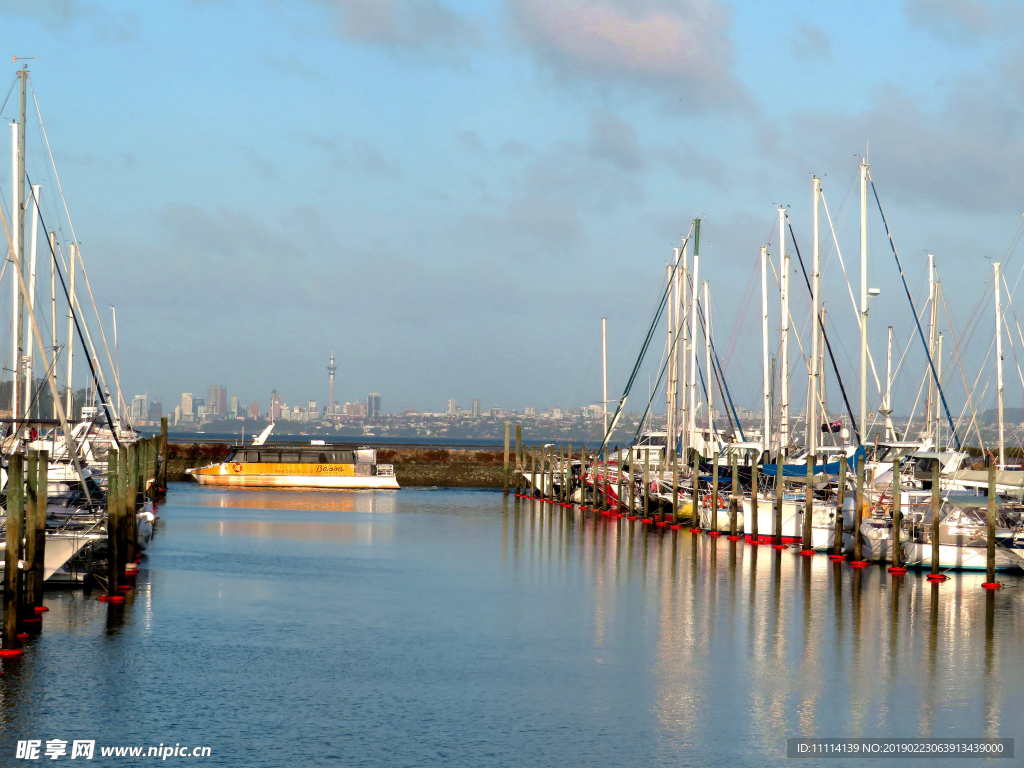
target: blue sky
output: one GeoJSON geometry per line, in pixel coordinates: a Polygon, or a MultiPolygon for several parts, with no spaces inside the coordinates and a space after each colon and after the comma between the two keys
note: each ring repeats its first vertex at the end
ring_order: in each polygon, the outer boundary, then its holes
{"type": "MultiPolygon", "coordinates": [[[[336,396],[379,391],[385,411],[592,402],[600,318],[617,394],[671,249],[701,216],[718,344],[749,407],[744,299],[775,206],[809,256],[821,176],[856,280],[868,145],[911,287],[935,253],[953,335],[990,314],[991,259],[1016,280],[1022,22],[986,0],[0,0],[0,50],[38,56],[96,301],[104,319],[118,308],[126,396],[173,406],[223,383],[262,408],[271,388],[324,401],[333,348],[336,396]]],[[[40,148],[30,123],[45,212],[40,148]]],[[[905,343],[911,321],[871,216],[882,362],[885,326],[905,343]]],[[[852,382],[855,321],[823,253],[852,382]]],[[[972,382],[991,326],[961,350],[972,382]]],[[[906,372],[909,408],[913,353],[906,372]]]]}

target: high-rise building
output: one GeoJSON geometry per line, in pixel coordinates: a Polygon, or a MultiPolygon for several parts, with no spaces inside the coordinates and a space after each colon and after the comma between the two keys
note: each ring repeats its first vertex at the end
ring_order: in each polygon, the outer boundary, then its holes
{"type": "Polygon", "coordinates": [[[206,393],[206,404],[214,416],[227,416],[227,387],[211,384],[206,393]]]}
{"type": "Polygon", "coordinates": [[[330,380],[327,390],[327,413],[331,412],[331,407],[334,406],[334,374],[338,370],[338,367],[334,365],[334,352],[331,352],[331,361],[328,364],[327,373],[330,380]]]}

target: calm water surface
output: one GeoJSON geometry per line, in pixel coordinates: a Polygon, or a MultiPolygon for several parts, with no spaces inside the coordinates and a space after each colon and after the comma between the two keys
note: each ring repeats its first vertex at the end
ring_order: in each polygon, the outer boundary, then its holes
{"type": "Polygon", "coordinates": [[[811,766],[787,736],[1024,736],[1013,577],[894,581],[489,492],[175,484],[160,513],[123,607],[47,593],[0,663],[0,765],[27,738],[95,739],[93,765],[811,766]]]}

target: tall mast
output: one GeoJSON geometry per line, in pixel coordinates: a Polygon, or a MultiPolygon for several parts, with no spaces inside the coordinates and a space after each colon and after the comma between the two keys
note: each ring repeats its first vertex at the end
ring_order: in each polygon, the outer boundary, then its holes
{"type": "Polygon", "coordinates": [[[764,395],[762,447],[771,451],[771,371],[768,362],[768,246],[761,246],[761,388],[764,395]]]}
{"type": "Polygon", "coordinates": [[[608,434],[608,318],[601,317],[601,411],[604,434],[608,434]]]}
{"type": "MultiPolygon", "coordinates": [[[[931,358],[935,359],[935,334],[938,331],[936,326],[938,325],[938,302],[935,296],[935,256],[928,254],[928,302],[930,317],[929,317],[929,329],[928,329],[928,354],[931,358]]],[[[938,390],[935,386],[935,377],[928,377],[928,401],[925,406],[926,414],[926,430],[928,433],[928,438],[932,440],[932,449],[938,450],[939,443],[936,441],[936,418],[935,418],[935,400],[938,399],[938,390]]]]}
{"type": "MultiPolygon", "coordinates": [[[[72,243],[68,249],[71,261],[71,296],[68,305],[68,392],[65,412],[69,419],[75,418],[75,411],[72,408],[75,400],[75,390],[72,388],[72,373],[75,368],[75,262],[78,260],[78,244],[72,243]]],[[[114,429],[114,425],[109,425],[114,429]]]]}
{"type": "MultiPolygon", "coordinates": [[[[893,429],[893,327],[889,326],[889,340],[886,344],[886,439],[895,440],[893,429]]],[[[938,445],[936,445],[936,449],[938,445]]]]}
{"type": "Polygon", "coordinates": [[[867,442],[867,162],[860,161],[860,444],[867,442]]]}
{"type": "Polygon", "coordinates": [[[999,466],[1007,465],[1002,434],[1002,294],[999,291],[999,262],[992,264],[995,271],[995,391],[998,393],[999,466]]]}
{"type": "Polygon", "coordinates": [[[666,407],[665,407],[665,458],[668,461],[672,461],[675,452],[673,451],[672,435],[675,431],[675,411],[676,411],[676,398],[675,398],[675,361],[676,361],[676,270],[675,265],[679,263],[679,249],[674,249],[675,262],[669,264],[666,271],[666,280],[668,281],[668,291],[666,293],[666,301],[669,303],[668,312],[668,348],[666,354],[668,358],[666,364],[668,365],[668,381],[665,386],[666,395],[666,407]]]}
{"type": "Polygon", "coordinates": [[[807,398],[807,451],[814,456],[817,447],[817,412],[818,412],[818,323],[820,317],[819,287],[821,283],[821,244],[818,239],[818,209],[821,207],[821,179],[813,177],[814,185],[814,242],[811,256],[811,377],[808,382],[807,398]]]}
{"type": "MultiPolygon", "coordinates": [[[[40,184],[32,185],[32,236],[29,238],[29,311],[36,311],[36,243],[39,239],[39,194],[42,189],[40,184]]],[[[32,392],[34,382],[32,380],[32,343],[30,341],[25,352],[25,418],[31,419],[32,414],[32,392]]]]}
{"type": "MultiPolygon", "coordinates": [[[[56,241],[56,232],[50,232],[50,376],[56,376],[57,371],[56,241]]],[[[56,402],[53,402],[53,418],[57,418],[56,402]]]]}
{"type": "Polygon", "coordinates": [[[690,449],[690,436],[689,436],[689,407],[687,406],[687,393],[688,387],[687,382],[689,379],[686,378],[689,360],[689,344],[690,332],[689,332],[689,321],[688,321],[688,309],[689,301],[687,297],[689,296],[689,244],[683,243],[683,253],[682,253],[682,271],[679,272],[679,333],[682,334],[682,338],[677,342],[677,349],[679,354],[679,380],[682,384],[679,386],[679,432],[680,432],[680,446],[681,455],[684,457],[689,456],[690,449]]]}
{"type": "Polygon", "coordinates": [[[785,208],[778,207],[779,296],[782,322],[781,387],[779,389],[778,453],[783,459],[790,447],[790,254],[785,250],[785,208]]]}
{"type": "MultiPolygon", "coordinates": [[[[715,387],[712,386],[713,377],[711,367],[711,302],[708,300],[708,281],[703,282],[702,288],[705,301],[705,365],[708,377],[708,439],[712,440],[714,445],[717,445],[718,440],[715,439],[715,387]]],[[[714,452],[714,449],[712,451],[714,452]]]]}
{"type": "Polygon", "coordinates": [[[693,219],[693,280],[690,282],[690,396],[689,439],[693,444],[697,428],[697,279],[700,276],[700,219],[693,219]]]}

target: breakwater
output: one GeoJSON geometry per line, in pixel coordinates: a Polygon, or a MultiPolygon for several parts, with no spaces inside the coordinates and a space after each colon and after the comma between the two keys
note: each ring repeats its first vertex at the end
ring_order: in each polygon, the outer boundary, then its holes
{"type": "MultiPolygon", "coordinates": [[[[168,445],[167,479],[187,480],[185,470],[224,461],[225,443],[179,442],[168,445]]],[[[377,461],[394,466],[398,484],[453,488],[500,488],[505,460],[500,447],[379,446],[377,461]]]]}

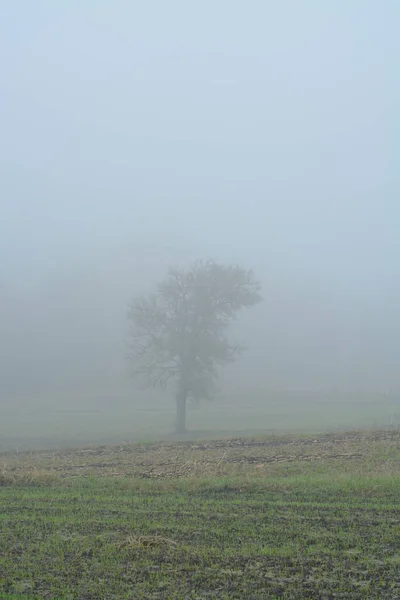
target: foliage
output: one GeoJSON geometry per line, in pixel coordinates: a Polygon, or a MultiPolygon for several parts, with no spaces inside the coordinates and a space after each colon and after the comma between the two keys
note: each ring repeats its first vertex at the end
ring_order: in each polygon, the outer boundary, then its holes
{"type": "Polygon", "coordinates": [[[171,269],[155,293],[128,310],[129,358],[144,386],[177,380],[185,399],[210,397],[218,369],[242,351],[227,337],[238,312],[261,300],[252,271],[198,261],[171,269]]]}

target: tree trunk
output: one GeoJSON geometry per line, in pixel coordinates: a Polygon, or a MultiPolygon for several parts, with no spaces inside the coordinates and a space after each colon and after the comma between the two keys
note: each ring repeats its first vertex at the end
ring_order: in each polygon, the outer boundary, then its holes
{"type": "Polygon", "coordinates": [[[176,433],[186,431],[186,390],[179,390],[176,395],[176,433]]]}

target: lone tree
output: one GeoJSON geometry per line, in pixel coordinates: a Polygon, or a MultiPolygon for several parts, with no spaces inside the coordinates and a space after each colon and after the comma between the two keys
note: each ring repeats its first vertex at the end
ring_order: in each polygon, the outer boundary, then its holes
{"type": "Polygon", "coordinates": [[[242,347],[227,329],[237,313],[261,301],[253,272],[239,266],[198,261],[170,269],[155,293],[133,299],[128,309],[132,372],[145,387],[176,383],[176,431],[186,431],[186,404],[209,398],[218,368],[242,347]]]}

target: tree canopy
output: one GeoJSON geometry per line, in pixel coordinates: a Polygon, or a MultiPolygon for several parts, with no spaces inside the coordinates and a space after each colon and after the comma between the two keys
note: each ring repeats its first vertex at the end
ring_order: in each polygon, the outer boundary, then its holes
{"type": "Polygon", "coordinates": [[[133,299],[129,359],[144,386],[176,382],[177,431],[185,430],[186,401],[212,395],[218,370],[242,351],[227,331],[238,312],[261,301],[251,270],[197,261],[170,269],[148,296],[133,299]]]}

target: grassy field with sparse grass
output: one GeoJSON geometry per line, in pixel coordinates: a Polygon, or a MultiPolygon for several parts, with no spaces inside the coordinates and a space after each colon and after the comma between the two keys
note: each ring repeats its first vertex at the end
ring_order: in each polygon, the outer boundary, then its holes
{"type": "Polygon", "coordinates": [[[400,598],[400,432],[0,455],[0,598],[400,598]]]}

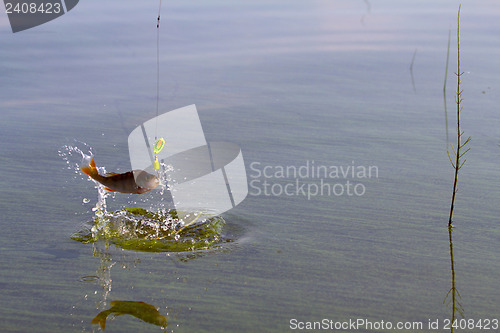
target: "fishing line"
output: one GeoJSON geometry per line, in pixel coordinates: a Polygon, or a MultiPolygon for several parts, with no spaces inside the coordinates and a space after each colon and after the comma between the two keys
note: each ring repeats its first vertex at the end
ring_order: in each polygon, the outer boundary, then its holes
{"type": "Polygon", "coordinates": [[[157,154],[163,149],[165,145],[165,140],[163,138],[158,139],[158,115],[159,115],[159,105],[160,105],[160,14],[161,14],[161,0],[158,6],[158,17],[156,19],[156,127],[155,127],[155,161],[154,168],[156,170],[160,169],[160,163],[158,162],[157,154]]]}

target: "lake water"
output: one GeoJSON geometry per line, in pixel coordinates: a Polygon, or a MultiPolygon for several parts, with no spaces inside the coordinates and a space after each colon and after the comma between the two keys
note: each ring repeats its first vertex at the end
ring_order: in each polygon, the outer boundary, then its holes
{"type": "MultiPolygon", "coordinates": [[[[159,253],[71,239],[92,220],[97,191],[58,154],[85,142],[99,165],[130,169],[128,135],[156,115],[158,3],[81,1],[16,34],[2,12],[0,330],[98,331],[91,320],[127,300],[158,308],[169,332],[300,331],[323,319],[375,324],[362,332],[390,331],[381,321],[443,331],[453,185],[443,83],[451,29],[455,142],[458,5],[165,1],[160,111],[196,104],[208,141],[241,147],[249,194],[223,214],[230,242],[159,253]]],[[[499,15],[497,1],[462,1],[472,141],[453,254],[462,312],[476,324],[500,319],[499,15]]],[[[106,332],[162,331],[111,317],[106,332]]]]}

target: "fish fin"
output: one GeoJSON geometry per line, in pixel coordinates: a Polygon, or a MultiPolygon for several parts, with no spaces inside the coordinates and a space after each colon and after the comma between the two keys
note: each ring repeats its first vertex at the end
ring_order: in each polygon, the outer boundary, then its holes
{"type": "Polygon", "coordinates": [[[106,328],[106,318],[108,318],[107,311],[100,312],[94,319],[90,322],[91,324],[99,324],[101,329],[104,331],[106,328]]]}

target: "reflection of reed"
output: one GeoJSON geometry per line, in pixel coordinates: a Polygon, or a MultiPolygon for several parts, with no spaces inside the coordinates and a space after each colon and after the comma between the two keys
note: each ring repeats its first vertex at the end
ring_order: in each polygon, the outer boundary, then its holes
{"type": "Polygon", "coordinates": [[[106,242],[105,250],[98,249],[97,245],[94,244],[94,257],[99,257],[101,259],[101,264],[99,269],[97,270],[97,276],[99,277],[99,284],[102,288],[101,300],[97,302],[97,309],[103,309],[106,307],[108,295],[111,292],[111,267],[116,264],[116,261],[113,261],[111,255],[107,251],[109,248],[109,243],[106,242]]]}
{"type": "Polygon", "coordinates": [[[450,306],[451,304],[451,332],[453,333],[453,324],[455,323],[456,314],[458,313],[463,318],[464,309],[462,308],[462,305],[458,301],[458,299],[461,299],[462,296],[460,296],[460,293],[458,292],[458,289],[455,285],[455,261],[453,259],[452,232],[453,232],[453,227],[448,226],[448,233],[450,236],[451,288],[446,294],[443,303],[446,303],[446,300],[449,299],[446,305],[450,306]]]}

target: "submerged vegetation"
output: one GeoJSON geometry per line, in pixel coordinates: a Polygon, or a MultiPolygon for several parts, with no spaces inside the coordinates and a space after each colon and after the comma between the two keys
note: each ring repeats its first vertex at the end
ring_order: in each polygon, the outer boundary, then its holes
{"type": "MultiPolygon", "coordinates": [[[[225,221],[216,216],[189,221],[177,218],[176,212],[150,212],[142,208],[124,208],[97,215],[72,239],[93,243],[104,239],[126,249],[146,252],[183,252],[204,250],[223,241],[225,221]]],[[[229,240],[226,240],[229,241],[229,240]]]]}

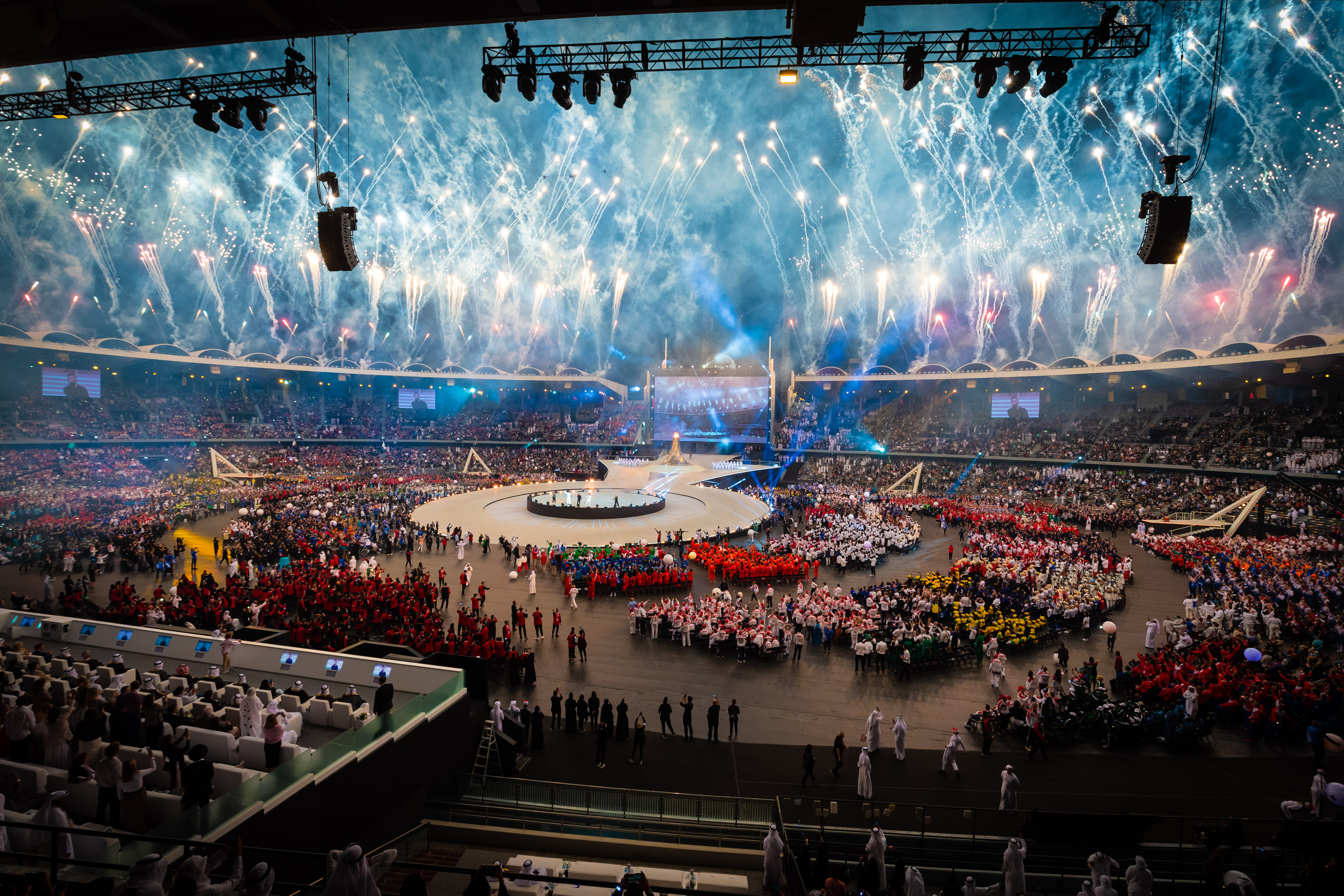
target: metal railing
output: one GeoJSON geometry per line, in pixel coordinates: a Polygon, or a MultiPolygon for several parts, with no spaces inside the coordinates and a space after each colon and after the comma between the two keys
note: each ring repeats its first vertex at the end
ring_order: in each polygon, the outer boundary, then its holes
{"type": "Polygon", "coordinates": [[[462,802],[492,803],[516,809],[552,809],[571,815],[656,818],[716,825],[763,827],[774,821],[775,814],[773,799],[578,787],[521,778],[477,778],[465,772],[457,775],[457,795],[462,802]]]}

_What the exercise asks_
Exactly reproduce the lines from the one containing "target: metal railing" through the end of the records, and only those lines.

_Task solution_
target: metal railing
output: one GeoJSON geometry per line, in pixel coordinates: a Polygon, or a MultiPolygon for several parts, with no spaces inside the coordinates and a space after each colon and after the comma between the two keys
note: each ring repeats its first vertex at the end
ring_order: in each polygon, the outer boundary, then its holes
{"type": "Polygon", "coordinates": [[[462,802],[492,803],[516,809],[552,809],[571,815],[656,818],[716,825],[763,827],[774,821],[775,814],[773,799],[578,787],[521,778],[477,778],[465,772],[457,775],[457,795],[462,802]]]}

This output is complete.